In natura esiste una farfalla, la Greta oto, meglio conosciuta come “glasswing butterfly”, le cui ali sono trasparenti. Questo tratto non è solo una meraviglia estetica, ma un meccanismo di sopravvivenza. La trasparenza le permette infatti di confondersi con l’ambiente, rendendola quasi impossibile da catturare oltre che splendidamente unica. Ecco, i Fuera sembrano avere lo stesso dono – mostrarsi senza mai rivelarsi completamente, costruendo attorno alla loro musica un’aura di mistero che non è strategia, ma parte della loro identità stessa. Le ali invisibili che sembrano avere questi tre artisti sulle spalle non sono altro che i loro mondi complessi e personalissimi (che abbracciano la musica ma anche le arti visive). Elementi apparentemente inconciliabili possono trovarsi accanto, all’interno di un loro disco, e poi mescolarsi, risuonare e dare luogo a qualcosa di inedito ed affascinante. Con Sonega Sonela, i Fuera ci consegnano un album che non è un semplice esercizio di stile, ma una vera esperienza sensoriale, dove techno, glitch, ambient e raggaeton si intrecciano per raccontare frammenti di vita e riflessioni sull’essere e sull’apparire. In questa intervista, ci portano dietro le quinte del loro mondo: un luogo in cui fragilità, ricerca artistica e desiderio di invisibilità si incontrano per creare qualcosa di unico.
Qual è il vostro primo ricordo legato alla musica? E quale invece l’ultimo ascolto che vi ha folgorato?
Jimmy: La primissima immagine che mi viene in mente è un mix tra i vinili di mio padre (che da giovane era stato un gran digger) e il CantaTu con cui facevo concerti con mia sorella fin da bimbo. Come ultimo ascolto folgorante ti direi l’ultimo album di Oneohtrix Point Never.
Mike: Ricordo un viaggio in auto con la mia famiglia, guardavo la strada scorrere dal finestrino con in sottofondo Sultan Of Swing, una delle preferite di mio padre. L’ultimo folgorante ti direi un dj set di Yanamaste a Milano.
Dizzy: Il mio primo ricordo è legato a mia madre, da piccolo mi portava ai suoi concerti, scriveva canzoni mentre io la osservavo di nascosto, affascinato, e mi portava con sé in studio di registrazione. È stato inevitabile lasciarsi travolgere. Recentemente, uno degli ultimi ascolti che mi ha colpito è El Morabba3, El Mokhtalifeen.

# [Materiale fornito]

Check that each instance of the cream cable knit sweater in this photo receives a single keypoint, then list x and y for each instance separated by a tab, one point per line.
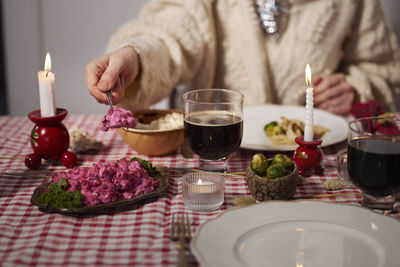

# [Compiti richiesti]
**A.** Riporta il brano dell'intervista ai Fuera che parte da "Mike: Ricordo un" e arriva fino a "Morabba3, El Mokhtalifeen.", sostituendo "Milano" con "Torino".
**B.** Secondo l'intervista ai Fuera, quale brano si sentiva in sottofondo durante il viaggio in auto che Mike ricorda?

# [Soluzioni per compito]
**A.**
Mike: Ricordo un viaggio in auto con la mia famiglia, guardavo la strada scorrere dal finestrino con in sottofondo Sultan Of Swing, una delle preferite di mio padre. L’ultimo folgorante ti direi un dj set di Yanamaste a Torino.
Dizzy: Il mio primo ricordo è legato a mia madre, da piccolo mi portava ai suoi concerti, scriveva canzoni mentre io la osservavo di nascosto, affascinato, e mi portava con sé in studio di registrazione. È stato inevitabile lasciarsi travolgere. Recentemente, uno degli ultimi ascolti che mi ha colpito è El Morabba3, El Mokhtalifeen.

**B.** Sultan Of Swing, una delle canzoni preferite di suo padre.